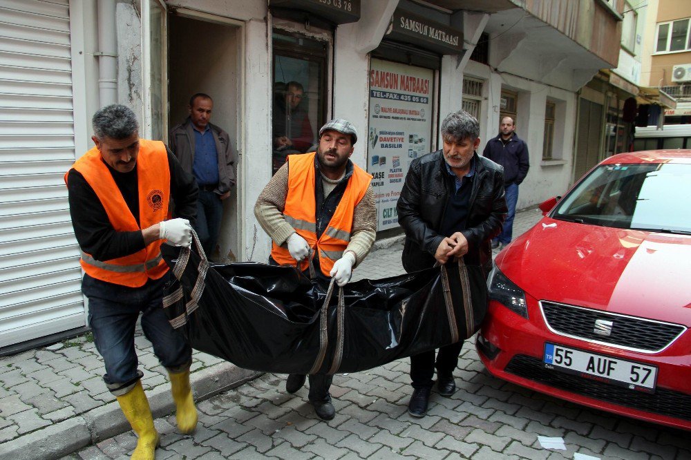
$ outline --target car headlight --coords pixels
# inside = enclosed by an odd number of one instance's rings
[[[507,278],[496,265],[493,266],[487,278],[487,289],[491,300],[499,302],[511,312],[528,319],[525,292]]]

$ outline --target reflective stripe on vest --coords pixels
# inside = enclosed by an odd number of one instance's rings
[[[84,263],[87,263],[89,265],[93,265],[97,268],[102,269],[104,270],[115,271],[115,273],[137,273],[146,271],[146,270],[151,270],[151,269],[155,267],[159,263],[160,263],[161,260],[163,260],[163,256],[159,252],[156,257],[146,260],[146,262],[143,264],[118,265],[117,264],[109,264],[107,262],[97,260],[81,249],[79,249],[79,253],[82,255],[82,260],[84,262]]]
[[[336,238],[337,240],[341,240],[342,241],[346,242],[350,240],[350,233],[343,230],[334,229],[332,227],[327,227],[324,233],[332,238]]]
[[[295,219],[290,215],[286,214],[283,215],[285,218],[285,222],[290,224],[296,230],[306,230],[310,231],[313,233],[316,233],[316,223],[313,222],[307,222],[306,220],[301,220],[300,219]],[[350,238],[350,236],[348,236]]]
[[[316,204],[314,195],[316,153],[288,156],[288,194],[285,198],[283,218],[295,231],[307,241],[319,258],[322,273],[330,276],[331,269],[343,257],[352,229],[355,207],[365,195],[372,176],[357,164],[353,164],[352,175],[349,178],[343,197],[339,202],[326,229],[316,238]],[[271,256],[281,265],[295,265],[295,260],[285,247],[273,243]],[[307,269],[308,261],[300,264],[301,270]]]

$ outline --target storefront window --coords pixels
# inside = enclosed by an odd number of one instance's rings
[[[474,78],[463,79],[463,99],[461,108],[477,119],[480,118],[480,106],[482,103],[482,81]],[[482,125],[482,123],[480,123]],[[482,131],[482,129],[480,129]]]
[[[272,145],[276,173],[288,155],[314,151],[325,122],[328,43],[276,31]]]
[[[545,106],[545,138],[542,140],[542,160],[552,159],[554,147],[554,117],[556,104],[547,101]]]

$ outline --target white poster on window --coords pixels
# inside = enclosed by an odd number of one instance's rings
[[[396,203],[414,159],[428,153],[434,71],[372,59],[367,171],[374,177],[377,230],[398,227]]]

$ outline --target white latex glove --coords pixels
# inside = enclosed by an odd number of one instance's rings
[[[171,219],[160,223],[158,236],[176,246],[189,247],[192,244],[192,227],[187,219]]]
[[[300,262],[310,255],[310,245],[305,238],[297,233],[292,233],[287,239],[288,252],[290,256]]]
[[[355,255],[348,251],[343,256],[334,263],[334,267],[329,273],[336,280],[336,284],[343,287],[350,280],[352,276],[352,266],[355,265]]]

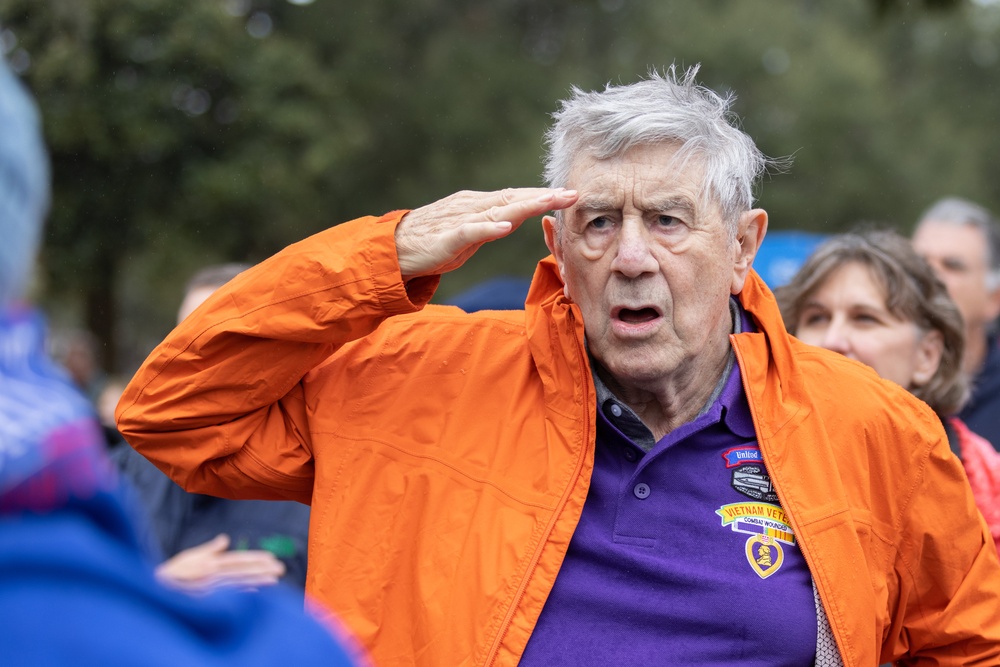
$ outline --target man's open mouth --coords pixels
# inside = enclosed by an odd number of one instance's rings
[[[642,324],[643,322],[651,322],[659,316],[660,314],[654,308],[622,308],[617,313],[618,319],[627,324]]]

Short exercise:
In the records above, find the line with "storefront window --coords pixels" and copy from it through the last line exactly, without the pictures.

In response:
$ outline --target storefront window --coords pixels
# inside = enclosed by an odd number of one instance's rings
[[[474,78],[463,79],[463,99],[461,108],[477,119],[480,118],[480,106],[482,103],[482,81]],[[482,125],[482,123],[480,123]],[[482,131],[482,129],[480,129]]]
[[[272,145],[276,173],[288,155],[314,151],[325,122],[328,43],[276,31]]]
[[[545,106],[545,138],[542,140],[542,160],[552,159],[554,147],[554,117],[556,104],[547,101]]]

$ outline --target white poster on window --coords pixels
# inside = enclosed by an odd number of one instance's rings
[[[396,203],[414,159],[428,153],[434,71],[372,59],[367,171],[374,177],[377,230],[398,227]]]

$ outline --target white latex glove --coords pixels
# inside = enclosed by an odd number of one instance's rings
[[[171,219],[160,223],[158,236],[176,246],[189,247],[192,244],[192,227],[187,219]]]
[[[300,262],[310,255],[310,245],[305,238],[297,233],[292,233],[287,239],[288,252],[290,256]]]
[[[355,255],[348,251],[343,256],[334,263],[334,267],[329,273],[336,280],[336,284],[343,287],[350,280],[352,276],[352,266],[355,265]]]

$ outline --target man's open mouth --coords pixels
# inside = enclosed by an odd number of one instance's rings
[[[642,324],[643,322],[651,322],[659,316],[660,314],[654,308],[622,308],[617,313],[618,319],[627,324]]]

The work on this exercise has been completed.